Она принимала «Дрезден», она была замужем за хранителем «Дрездена», она во многом построила на этой коллекции – здесь были несколько огромных картин Веронезе – свою научную карьеру (к ней, по сути, приехала тема будущей книги и, потенциально, диссертации), она участвовала в ученом совете, составлявшем план экспозиции 1955 года, она писала сопроводительные буклеты к выставке, она «передавала» вещи властям ГДР… Сам шок от присутствия при чуде и десятилетнее пребывание в зоне излучения вещей «мирового класса» превратили летом 1945-го вчерашнюю студентку в «Ирину Антонову»: будущую владычицу того Пушкинского, который вровень с первыми музейными институциями мира.

***

| УСЛОВИЕ ЗАДАНИЯ |
Ответьте по фрагменту выше на следующие вопросы.
(а) Чьи огромные картины, согласно фрагменту, были в коллекции «Дрездена»?
(б) Экспозицию какого года планировал ученый совет, в котором она участвовала?
(в) Летом какого года вчерашняя студентка превратилась в «Ирину Антонову»?

***

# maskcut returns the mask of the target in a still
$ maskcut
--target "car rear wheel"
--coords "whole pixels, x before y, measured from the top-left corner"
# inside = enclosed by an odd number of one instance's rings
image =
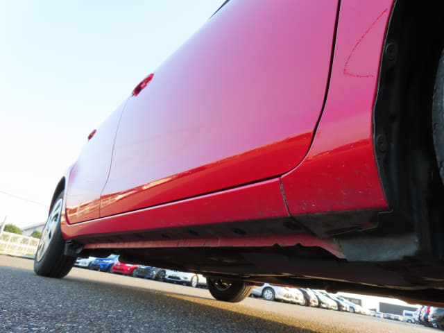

***

| ОТВЕТ |
(а) Веронезе.
(б) 1955 года.
(в) Летом 1945 года.